→ **DATASET RECORDS**
□ □ □ □

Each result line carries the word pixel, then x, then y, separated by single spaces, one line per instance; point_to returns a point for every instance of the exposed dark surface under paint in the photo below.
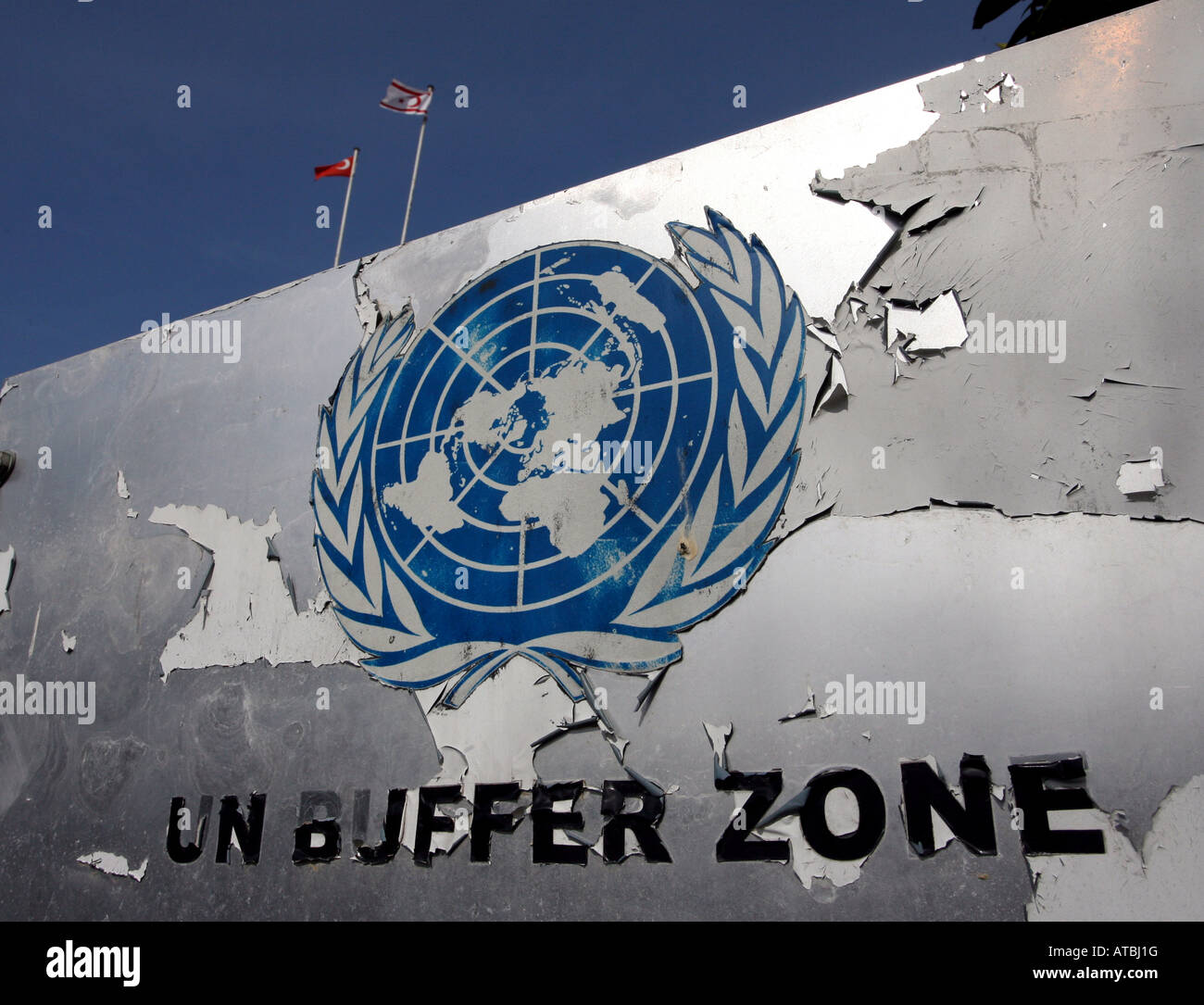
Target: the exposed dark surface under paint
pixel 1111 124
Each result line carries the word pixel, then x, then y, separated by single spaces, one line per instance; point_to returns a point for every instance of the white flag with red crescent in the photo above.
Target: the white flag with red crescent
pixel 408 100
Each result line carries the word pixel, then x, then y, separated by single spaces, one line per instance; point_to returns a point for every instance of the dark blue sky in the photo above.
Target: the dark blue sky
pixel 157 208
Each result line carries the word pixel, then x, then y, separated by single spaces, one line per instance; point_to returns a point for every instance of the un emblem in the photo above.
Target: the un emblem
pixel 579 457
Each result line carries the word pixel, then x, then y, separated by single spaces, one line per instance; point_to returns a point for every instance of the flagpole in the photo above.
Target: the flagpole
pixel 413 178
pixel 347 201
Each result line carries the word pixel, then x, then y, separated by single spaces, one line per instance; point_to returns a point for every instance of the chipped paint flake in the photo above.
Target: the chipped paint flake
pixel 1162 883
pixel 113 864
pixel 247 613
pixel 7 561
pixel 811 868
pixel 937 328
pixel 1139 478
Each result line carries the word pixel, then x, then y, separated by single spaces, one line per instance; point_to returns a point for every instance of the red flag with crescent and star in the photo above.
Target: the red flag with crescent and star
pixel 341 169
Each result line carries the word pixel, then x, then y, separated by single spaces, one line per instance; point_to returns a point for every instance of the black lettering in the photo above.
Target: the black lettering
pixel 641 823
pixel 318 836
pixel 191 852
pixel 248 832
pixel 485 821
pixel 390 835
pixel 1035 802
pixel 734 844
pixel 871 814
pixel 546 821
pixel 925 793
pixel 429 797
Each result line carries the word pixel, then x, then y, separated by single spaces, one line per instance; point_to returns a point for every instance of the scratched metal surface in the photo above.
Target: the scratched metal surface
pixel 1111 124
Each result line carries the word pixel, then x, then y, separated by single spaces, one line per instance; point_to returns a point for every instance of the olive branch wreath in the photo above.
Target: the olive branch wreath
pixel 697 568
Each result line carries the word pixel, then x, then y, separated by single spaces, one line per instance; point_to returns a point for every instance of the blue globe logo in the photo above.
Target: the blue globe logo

□ □ □ □

Apart from the pictures, the entries above are to be repeated in full and exactly.

Each result line carries the word pixel, then x, then y, separated by single spaces, one line per instance; point_to returns a point for every instance of the exposed dark surface under paint in the photo below.
Target: the exposed dark surface under paint
pixel 1111 124
Each result line carries the word pixel, then x, then y, separated by single spaces, one line per instance; point_to returns a point for every instance of the white flag with red crescent in the photo above.
Target: the white flag with red crescent
pixel 408 100
Each result line carries the word pixel, then x, then y, separated by single spaces, one line per instance; point_to returns a point for every instance of the dark blue sky in the photo above.
Target: the dark blue sky
pixel 157 208
Each result line carries the word pixel, then x, then y, separated by single spaces, one line per instance; point_to returns a point for every instance of the un emblem in the photo above.
Target: the un emblem
pixel 579 457
Each result line carries the word pixel, then x, then y, separated by single spaces, one line per instance; point_to returns a point for every instance of the flagpole in the photo above.
Target: the flagpole
pixel 413 178
pixel 347 201
Each result line carries the word pixel, then x, then y, separated by single spaces, one line per instance; point_to returns a point for every instance of the chipped paint flake in the photo above.
Target: the chipped paint flake
pixel 1162 883
pixel 113 864
pixel 247 613
pixel 7 561
pixel 811 868
pixel 937 328
pixel 1139 478
Each result line carries the word pixel, then x, then y, separated by single spaces, one line per instance; point_to returns a point for every instance of the red flag with crescent and star in the photo above.
Target: the red flag with crescent and star
pixel 341 169
Each result line carries the word pixel, then x, then y, separated by single spaces, one line per instance; point_to returns a point for every instance of the black lettering in the photo above.
Target: the black lettering
pixel 641 823
pixel 318 836
pixel 191 852
pixel 248 832
pixel 485 821
pixel 390 835
pixel 1035 802
pixel 734 844
pixel 871 814
pixel 546 821
pixel 925 793
pixel 429 797
Each result line carries the word pixel, then x, then y, separated by single spaces, one line per instance; point_to returns a point for every instance of the scratched metal surface in the photo above.
Target: the scratched metal surface
pixel 1111 124
Each result line carries the word pixel, then x, then y, separated by single spaces, one line per instance; point_to returns a point for every instance of the olive branch wreath in the photo above.
Target: the olive branch wreath
pixel 697 568
Each result line carries the word pixel, then x, then y, separated by single spaces, one line per instance; point_to returns a point for every instance of the blue globe logo in the photo above.
Target: the blue globe logo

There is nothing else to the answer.